[Deine Aufgabe]:
Drucke aus dem Text über das Reisen mit der eigenen Mutter alles von „Mit der eigenen“ bis hinunter zu „jedem Familientreffen sichtbar.“ wortgetreu ab.

[Text des Dokuments]:

::::

Mit der eigenen Mutter zu reisen, ist in gewisser Weise eine Reise in die Vergangenheit. Wir kennen es alle! Es ist auch eine Reise an die eigenen Grenzen. Denn zu einer der alltäglichsten Ungerechtigkeiten der Menschheit gehört meiner Ansicht nach die ungleiche Ökonomie der Liebe zwischen Eltern und erwachsenen „Kindern“. Selten in der Welt geraten Geben und Nehmen, Zuwenden und Abwenden so auseinander! Rufen Eltern ihre „Kinder“ nicht immer an? Hängen nicht ganze Galerien von Kinderbildern in den Wohnzimmern der Eltern und bei uns hängt nichts? Und zieht nicht eine Tochter die Augenbraue eher hoch als ihre Mutter oder schnalzt ein Sohn mit der Zunge, wenn man mal wieder mit den Eltern spricht? Die Gefühle des Genervt seins sind ungleich verteilt und ihre Facetten bei jedem Familientreffen sichtbar.

::::

(Datensätze beschrifteter Punkte)

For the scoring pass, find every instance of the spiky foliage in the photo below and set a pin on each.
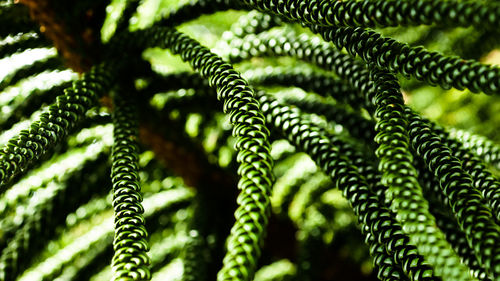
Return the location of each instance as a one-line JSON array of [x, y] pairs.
[[213, 174]]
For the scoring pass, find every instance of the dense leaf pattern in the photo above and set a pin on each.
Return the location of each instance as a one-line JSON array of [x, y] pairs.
[[426, 198]]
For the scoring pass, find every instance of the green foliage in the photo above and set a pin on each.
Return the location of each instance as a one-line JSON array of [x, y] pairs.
[[283, 143]]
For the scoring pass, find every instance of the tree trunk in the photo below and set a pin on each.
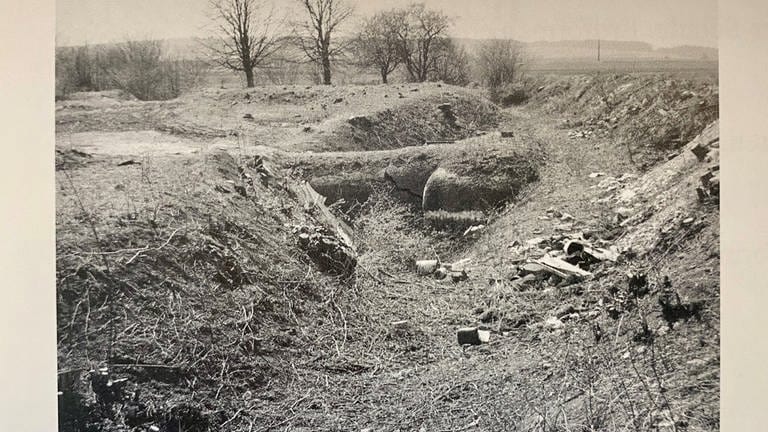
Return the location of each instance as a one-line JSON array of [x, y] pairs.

::::

[Lösung der Aufgabe]:
Mit der eigenen Mutter zu reisen, ist in gewisser Weise eine Reise in die Vergangenheit. Wir kennen es alle! Es ist auch eine Reise an die eigenen Grenzen. Denn zu einer der alltäglichsten Ungerechtigkeiten der Menschheit gehört meiner Ansicht nach die ungleiche Ökonomie der Liebe zwischen Eltern und erwachsenen „Kindern“. Selten in der Welt geraten Geben und Nehmen, Zuwenden und Abwenden so auseinander! Rufen Eltern ihre „Kinder“ nicht immer an? Hängen nicht ganze Galerien von Kinderbildern in den Wohnzimmern der Eltern und bei uns hängt nichts? Und zieht nicht eine Tochter die Augenbraue eher hoch als ihre Mutter oder schnalzt ein Sohn mit der Zunge, wenn man mal wieder mit den Eltern spricht? Die Gefühle des Genervt seins sind ungleich verteilt und ihre Facetten bei jedem Familientreffen sichtbar.